BEGIN Dataset records

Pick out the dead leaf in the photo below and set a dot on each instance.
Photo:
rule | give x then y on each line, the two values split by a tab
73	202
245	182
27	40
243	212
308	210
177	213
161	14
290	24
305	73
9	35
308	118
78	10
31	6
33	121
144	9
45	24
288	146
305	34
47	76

END Dataset records

* Goal *
Return all of the entries exactly as they were supplied.

* The response *
Pick out the dead leaf in the photo below and set a dot on each instance.
Photo:
rule | give x then y on each line, the two values split by a tab
73	202
245	182
27	40
243	212
308	210
177	213
161	14
290	24
305	73
9	35
308	118
78	10
31	6
33	121
144	9
45	24
288	146
305	34
47	76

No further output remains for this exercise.